** QUOTED PASSAGE **
Growers and processors of the cranberry have felt besieged.

“Enough was enough,” Papadellis said.

Since 1998, Ocean Spray has spent more than $5 million on lobbying expenses, according to the website OpenSecrets.org. During the same time period, an Ocean Spray PAC contributed more than $430,000 to candidates from both parties, most from cranberry-growing states or members of powerful agriculture-related committees.

The cranberry caucus on Capitol Hill also includes Representative Jim McGovern of Worcester. Its members hail from the country’s largest cranberry-growing states, such as New Jersey, Washington, Oregon, and Wisconsin, which has eclipsed Massachusetts as the biggest producer of the crop.

Still, the cranberry is a significant economic engine in the Bay State’s agricultural sector. The 325-member Cape Cod Cranberry Growers’ Association brings in about $88 million annually from crops grown in more than 14,000 acres of bogs in Southeastern Massachusetts. Ocean Spray has sales of $2.2 billion worldwide.

Massachusetts remains the “spiritual center” of the cranberry industry, where Native Americans introduced the fruit to the Pilgrims. To honor the fruit, the state in 1970 decreed cranberry juice as the official beverage of the Commonwealth.

Lawmakers say there is much work to be done to restore its reputation.

** STUDY MATERIAL **
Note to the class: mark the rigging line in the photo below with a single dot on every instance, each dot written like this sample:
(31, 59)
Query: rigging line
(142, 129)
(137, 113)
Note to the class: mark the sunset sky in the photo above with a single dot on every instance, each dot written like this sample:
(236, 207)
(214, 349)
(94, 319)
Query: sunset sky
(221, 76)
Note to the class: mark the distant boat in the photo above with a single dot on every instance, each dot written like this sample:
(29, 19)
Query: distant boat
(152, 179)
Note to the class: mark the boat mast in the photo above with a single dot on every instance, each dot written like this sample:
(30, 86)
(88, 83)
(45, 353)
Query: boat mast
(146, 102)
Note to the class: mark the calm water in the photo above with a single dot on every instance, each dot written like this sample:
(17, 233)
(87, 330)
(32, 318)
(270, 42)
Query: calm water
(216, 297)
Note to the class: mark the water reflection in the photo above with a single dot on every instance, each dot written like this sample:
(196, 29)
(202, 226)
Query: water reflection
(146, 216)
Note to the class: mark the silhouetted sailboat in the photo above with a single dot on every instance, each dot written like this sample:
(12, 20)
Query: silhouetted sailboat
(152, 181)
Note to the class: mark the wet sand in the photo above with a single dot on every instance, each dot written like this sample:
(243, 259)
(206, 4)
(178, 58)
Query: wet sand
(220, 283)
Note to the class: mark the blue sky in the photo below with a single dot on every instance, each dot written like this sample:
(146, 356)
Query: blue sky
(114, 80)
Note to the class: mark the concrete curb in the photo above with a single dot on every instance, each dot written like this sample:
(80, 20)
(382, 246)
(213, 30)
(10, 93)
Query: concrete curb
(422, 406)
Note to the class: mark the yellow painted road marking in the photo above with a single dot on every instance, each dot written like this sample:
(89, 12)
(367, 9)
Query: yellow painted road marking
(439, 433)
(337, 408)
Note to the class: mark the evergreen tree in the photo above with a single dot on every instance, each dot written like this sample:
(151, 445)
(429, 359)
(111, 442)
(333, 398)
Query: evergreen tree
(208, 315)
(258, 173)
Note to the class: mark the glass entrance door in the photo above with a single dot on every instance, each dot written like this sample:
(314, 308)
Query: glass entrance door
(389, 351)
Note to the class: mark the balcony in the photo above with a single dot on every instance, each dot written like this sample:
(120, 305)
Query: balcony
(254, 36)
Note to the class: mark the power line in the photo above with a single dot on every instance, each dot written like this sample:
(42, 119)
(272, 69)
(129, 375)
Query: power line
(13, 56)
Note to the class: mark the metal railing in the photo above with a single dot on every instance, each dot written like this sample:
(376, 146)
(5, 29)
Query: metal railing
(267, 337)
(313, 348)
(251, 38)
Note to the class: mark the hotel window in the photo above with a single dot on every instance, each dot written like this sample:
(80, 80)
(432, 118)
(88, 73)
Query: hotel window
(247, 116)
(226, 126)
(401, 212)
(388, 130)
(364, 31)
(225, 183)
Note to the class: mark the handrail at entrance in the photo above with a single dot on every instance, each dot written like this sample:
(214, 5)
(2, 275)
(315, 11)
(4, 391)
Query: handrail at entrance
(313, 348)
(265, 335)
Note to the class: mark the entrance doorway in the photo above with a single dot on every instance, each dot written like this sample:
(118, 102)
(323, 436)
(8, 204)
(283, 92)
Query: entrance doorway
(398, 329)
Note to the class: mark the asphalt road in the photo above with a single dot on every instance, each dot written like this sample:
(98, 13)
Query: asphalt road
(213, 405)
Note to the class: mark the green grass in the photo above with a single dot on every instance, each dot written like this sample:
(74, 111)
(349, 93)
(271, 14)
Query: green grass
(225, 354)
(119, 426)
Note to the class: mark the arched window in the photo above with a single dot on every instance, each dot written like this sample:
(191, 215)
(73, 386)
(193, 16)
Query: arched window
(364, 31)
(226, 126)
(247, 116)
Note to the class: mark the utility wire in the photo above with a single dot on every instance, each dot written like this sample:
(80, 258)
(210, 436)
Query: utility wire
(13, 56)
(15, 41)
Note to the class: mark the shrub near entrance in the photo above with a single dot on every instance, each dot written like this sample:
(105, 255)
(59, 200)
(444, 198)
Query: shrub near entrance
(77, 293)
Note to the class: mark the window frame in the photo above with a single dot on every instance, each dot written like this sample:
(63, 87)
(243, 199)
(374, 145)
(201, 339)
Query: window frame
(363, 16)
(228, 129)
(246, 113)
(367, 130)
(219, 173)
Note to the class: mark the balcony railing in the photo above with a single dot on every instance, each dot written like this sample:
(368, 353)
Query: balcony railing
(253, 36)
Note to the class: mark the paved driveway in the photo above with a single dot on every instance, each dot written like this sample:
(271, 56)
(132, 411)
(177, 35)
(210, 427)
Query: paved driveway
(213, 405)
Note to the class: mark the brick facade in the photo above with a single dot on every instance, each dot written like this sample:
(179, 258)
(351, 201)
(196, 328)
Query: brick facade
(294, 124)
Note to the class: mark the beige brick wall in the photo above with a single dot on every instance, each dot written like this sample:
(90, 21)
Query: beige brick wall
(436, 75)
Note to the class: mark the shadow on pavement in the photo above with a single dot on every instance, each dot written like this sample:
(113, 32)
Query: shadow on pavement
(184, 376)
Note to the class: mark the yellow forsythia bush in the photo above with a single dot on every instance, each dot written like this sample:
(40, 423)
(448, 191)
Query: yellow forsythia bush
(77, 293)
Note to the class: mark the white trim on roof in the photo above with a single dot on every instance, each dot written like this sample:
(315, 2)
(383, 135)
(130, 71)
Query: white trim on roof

** WHAT TO WORK ON **
1. Repeat the stretch of the cranberry article from "The cranberry caucus" through "of the crop.", switching "Capitol Hill" to "Congress".
2. According to the cranberry article, why did Massachusetts make cranberry juice the official beverage of the Commonwealth in 1970? Answer in one to three sentences.

** ANSWERS TO THE PROBLEMS **
1.
The cranberry caucus on Congress also includes Representative Jim McGovern of Worcester. Its members hail from the country’s largest cranberry-growing states, such as New Jersey, Washington, Oregon, and Wisconsin, which has eclipsed Massachusetts as the biggest producer of the crop.

2. The state did it to honor the cranberry.